* **KUTIPAN DOKUMEN**:
____

Tradisi Unik Awal Ramadhan, "Pelleng-pelleng", Mulai Terkikis Di Dua Boccoe, Kab. Bone

Kontributor

Dua Boccoe, Humas Bone - Memasuki awal bulan Ramadhan, sebagian kecil masyarakat Desa Uloe, Kecamatan Dua Boccoe, Kabupaten Bone, masih melestarikan tradisi unik yang disebut "Pelleng-pelleng". Tradisi ini merupakan warisan turun-temurun yang dilakukan untuk menyambut bulan suci Ramadhan. Namun, sayangnya, tradisi ini mulai terkikis seiring berjalannya waktu.

____

* **DAFTAR DATA**:
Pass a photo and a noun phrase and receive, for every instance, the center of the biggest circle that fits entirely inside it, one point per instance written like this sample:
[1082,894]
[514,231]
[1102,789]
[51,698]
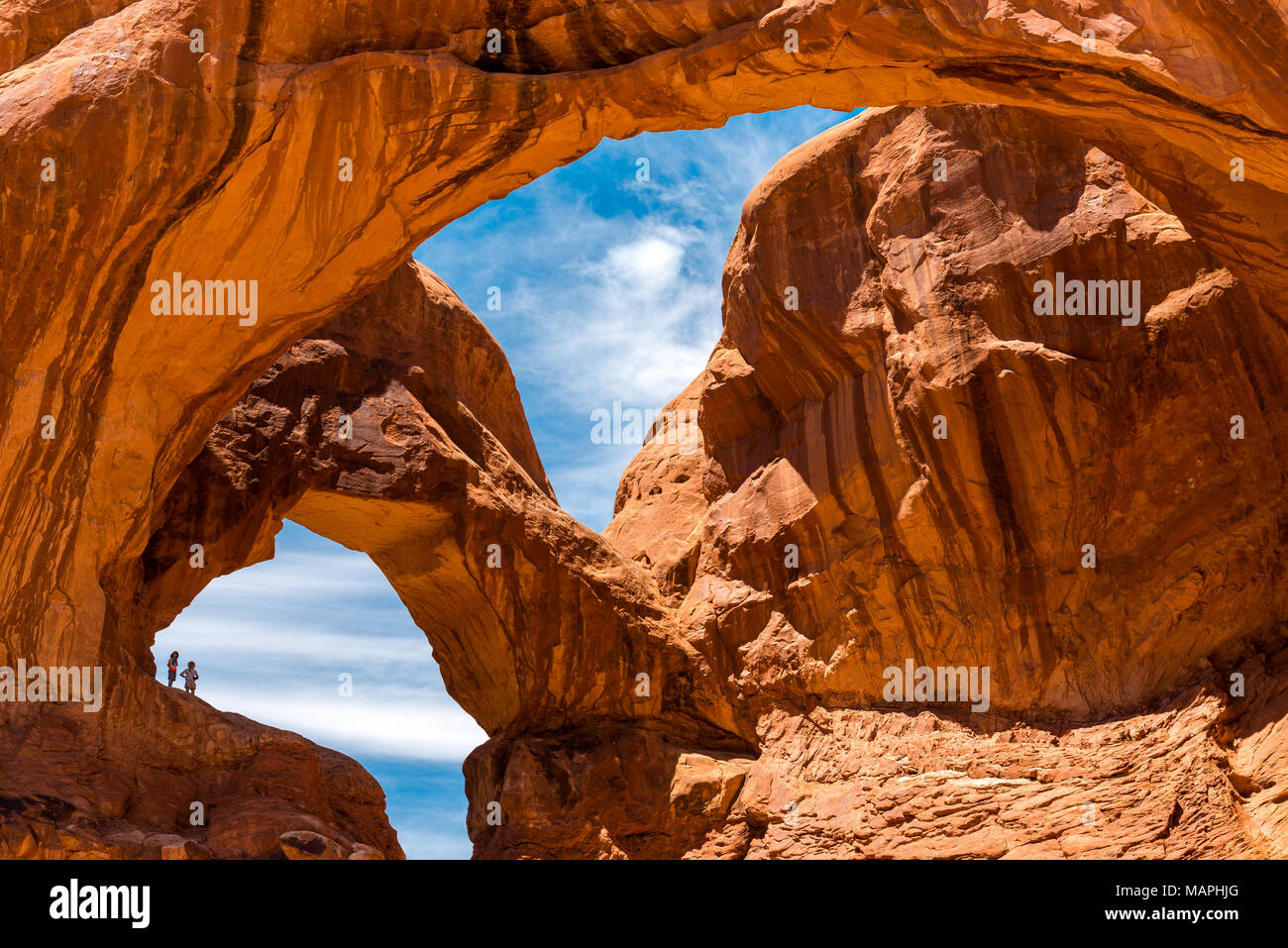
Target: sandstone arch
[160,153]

____

* **KETENTUAN TUGAS**:
A – Menurut teks tentang tradisi Pelleng-pelleng, di desa mana sebagian kecil masyarakat masih melestarikan tradisi tersebut?
B – Sambunglah teks tentang tradisi Pelleng-pelleng mulai dari kalimat terakhirnya.
Item-item di atas tidak diperlukan untuk mengerjakan tugas.

* **HASIL TIAP TUGAS**:
A – Di Desa Uloe, Kecamatan Dua Boccoe, Kabupaten Bone.

B –
Tradisi "Pelleng-pelleng" dilaksanakan pada Jumat, 28 Februari 2025, di rumah-rumah warga Desa Uloe. "Pelleng" dalam bahasa Bugis berarti pelita atau lampu tradisional yang terbuat dari buah kemiri. Cara membuatnya pun sangat sederhana. Buah kemiri ditumbuk halus bersama kapas hingga mengeluarkan minyak. Kemudian, adonan tersebut dibentuk lonjong dan ditusuk dengan tusuk sate. Tusuk sate tersebut kemudian ditancapkan pada kulit batang pisang yang telah dibelah-belah. Setelah semua "pelleng" selesai dibuat, diletakkan di beberapa sudut rumah, baik di luar maupun di dalam.
Ketika matahari terbenam atau waktu maghrib tiba, "pelleng" dinyalakan seperti lilin, menerangi seisi rumah. Lampu-lampu modern kemudian dimatikan, menciptakan suasana yang khusyuk dan tradisional.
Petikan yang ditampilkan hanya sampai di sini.